» **What is asked**:
Please rewrite only the lines that begin at the one containing "Category: blue batting helmet" and run through the end of the entries, replacing "wristband" with "sweatband" and leaving everything else as it is.

» **Data lines**:
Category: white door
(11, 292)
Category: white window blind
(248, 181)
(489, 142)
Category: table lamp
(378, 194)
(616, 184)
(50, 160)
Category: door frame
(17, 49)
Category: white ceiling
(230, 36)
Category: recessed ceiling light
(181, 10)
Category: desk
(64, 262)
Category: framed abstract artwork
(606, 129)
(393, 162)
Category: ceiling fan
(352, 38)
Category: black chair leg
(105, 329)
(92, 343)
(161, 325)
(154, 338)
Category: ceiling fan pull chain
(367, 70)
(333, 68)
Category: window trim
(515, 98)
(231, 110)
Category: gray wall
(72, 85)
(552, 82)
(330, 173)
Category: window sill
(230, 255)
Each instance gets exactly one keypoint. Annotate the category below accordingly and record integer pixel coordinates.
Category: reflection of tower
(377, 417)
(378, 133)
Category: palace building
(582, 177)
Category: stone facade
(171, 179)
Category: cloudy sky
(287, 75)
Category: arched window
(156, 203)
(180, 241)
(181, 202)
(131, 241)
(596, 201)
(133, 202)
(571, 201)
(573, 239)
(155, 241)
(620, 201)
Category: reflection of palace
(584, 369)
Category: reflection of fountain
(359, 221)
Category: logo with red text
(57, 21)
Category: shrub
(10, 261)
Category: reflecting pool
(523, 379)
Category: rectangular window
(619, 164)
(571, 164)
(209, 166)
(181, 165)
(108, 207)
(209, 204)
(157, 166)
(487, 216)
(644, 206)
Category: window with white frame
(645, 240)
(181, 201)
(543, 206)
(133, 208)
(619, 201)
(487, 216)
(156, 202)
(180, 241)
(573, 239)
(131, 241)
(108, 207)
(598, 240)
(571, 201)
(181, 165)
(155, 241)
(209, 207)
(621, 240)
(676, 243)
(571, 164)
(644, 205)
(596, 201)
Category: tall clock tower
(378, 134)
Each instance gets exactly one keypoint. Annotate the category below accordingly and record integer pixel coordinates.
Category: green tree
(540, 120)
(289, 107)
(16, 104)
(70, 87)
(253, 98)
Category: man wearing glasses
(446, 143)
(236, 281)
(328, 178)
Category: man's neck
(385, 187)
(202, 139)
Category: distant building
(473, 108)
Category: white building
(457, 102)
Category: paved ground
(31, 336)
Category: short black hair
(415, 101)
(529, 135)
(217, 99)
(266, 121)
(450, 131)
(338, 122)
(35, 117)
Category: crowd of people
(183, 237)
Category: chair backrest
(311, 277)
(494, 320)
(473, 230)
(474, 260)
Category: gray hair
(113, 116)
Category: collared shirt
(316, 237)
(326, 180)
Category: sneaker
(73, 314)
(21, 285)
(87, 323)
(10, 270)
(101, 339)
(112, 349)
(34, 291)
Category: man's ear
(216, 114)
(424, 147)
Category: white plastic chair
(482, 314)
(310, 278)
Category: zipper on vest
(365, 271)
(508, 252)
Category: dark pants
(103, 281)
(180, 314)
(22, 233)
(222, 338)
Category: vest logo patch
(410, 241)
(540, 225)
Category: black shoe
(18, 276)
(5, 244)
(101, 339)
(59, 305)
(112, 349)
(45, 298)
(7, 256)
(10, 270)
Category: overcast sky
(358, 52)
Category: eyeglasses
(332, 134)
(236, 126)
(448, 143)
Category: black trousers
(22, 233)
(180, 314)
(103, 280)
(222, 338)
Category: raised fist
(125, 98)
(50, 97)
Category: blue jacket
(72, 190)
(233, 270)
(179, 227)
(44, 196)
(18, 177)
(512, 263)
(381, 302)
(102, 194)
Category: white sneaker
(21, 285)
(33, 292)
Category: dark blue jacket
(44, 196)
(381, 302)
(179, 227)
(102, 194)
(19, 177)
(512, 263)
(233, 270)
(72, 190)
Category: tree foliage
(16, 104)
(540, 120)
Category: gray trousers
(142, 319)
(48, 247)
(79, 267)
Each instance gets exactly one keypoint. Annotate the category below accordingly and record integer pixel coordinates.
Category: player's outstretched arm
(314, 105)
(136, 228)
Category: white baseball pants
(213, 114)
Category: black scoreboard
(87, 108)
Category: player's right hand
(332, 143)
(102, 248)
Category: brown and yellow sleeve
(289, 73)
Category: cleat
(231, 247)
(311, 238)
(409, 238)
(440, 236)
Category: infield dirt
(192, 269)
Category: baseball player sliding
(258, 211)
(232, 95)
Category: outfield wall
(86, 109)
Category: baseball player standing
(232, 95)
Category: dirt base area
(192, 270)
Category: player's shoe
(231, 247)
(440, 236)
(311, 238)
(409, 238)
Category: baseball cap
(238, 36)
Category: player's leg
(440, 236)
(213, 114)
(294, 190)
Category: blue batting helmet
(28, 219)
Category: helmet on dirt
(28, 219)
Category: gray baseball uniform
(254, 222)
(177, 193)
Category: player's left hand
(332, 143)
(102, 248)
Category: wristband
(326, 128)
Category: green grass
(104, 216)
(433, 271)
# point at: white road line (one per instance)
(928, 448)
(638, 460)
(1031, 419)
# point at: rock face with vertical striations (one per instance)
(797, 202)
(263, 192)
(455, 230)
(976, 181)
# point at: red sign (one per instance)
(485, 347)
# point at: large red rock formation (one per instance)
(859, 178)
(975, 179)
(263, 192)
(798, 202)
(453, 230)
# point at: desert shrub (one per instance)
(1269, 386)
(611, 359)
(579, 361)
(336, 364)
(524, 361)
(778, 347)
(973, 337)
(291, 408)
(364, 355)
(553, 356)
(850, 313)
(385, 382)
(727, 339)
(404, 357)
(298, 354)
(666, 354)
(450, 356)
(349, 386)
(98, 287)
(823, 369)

» **Output of the exercise**:
Category: blue batting helmet
(28, 219)
Category: helmet on dirt
(28, 219)
Category: gray baseball uniform
(254, 222)
(177, 193)
Category: player's left hand
(332, 143)
(102, 248)
Category: sweatband
(326, 128)
Category: green grass
(104, 216)
(433, 271)
# point at: white road line (one per instance)
(928, 448)
(638, 460)
(1031, 419)
# point at: rock face with vertical striations (one per instance)
(797, 202)
(263, 192)
(455, 230)
(976, 181)
# point at: red sign (one per instance)
(485, 347)
# point at: large red rock formation (one per instance)
(859, 178)
(975, 179)
(263, 192)
(798, 202)
(453, 230)
# point at: desert shrub (one per instance)
(1269, 386)
(611, 359)
(579, 361)
(336, 364)
(524, 361)
(778, 347)
(973, 337)
(291, 408)
(364, 355)
(553, 356)
(850, 313)
(385, 382)
(727, 339)
(404, 357)
(298, 354)
(666, 354)
(450, 356)
(349, 386)
(98, 287)
(823, 369)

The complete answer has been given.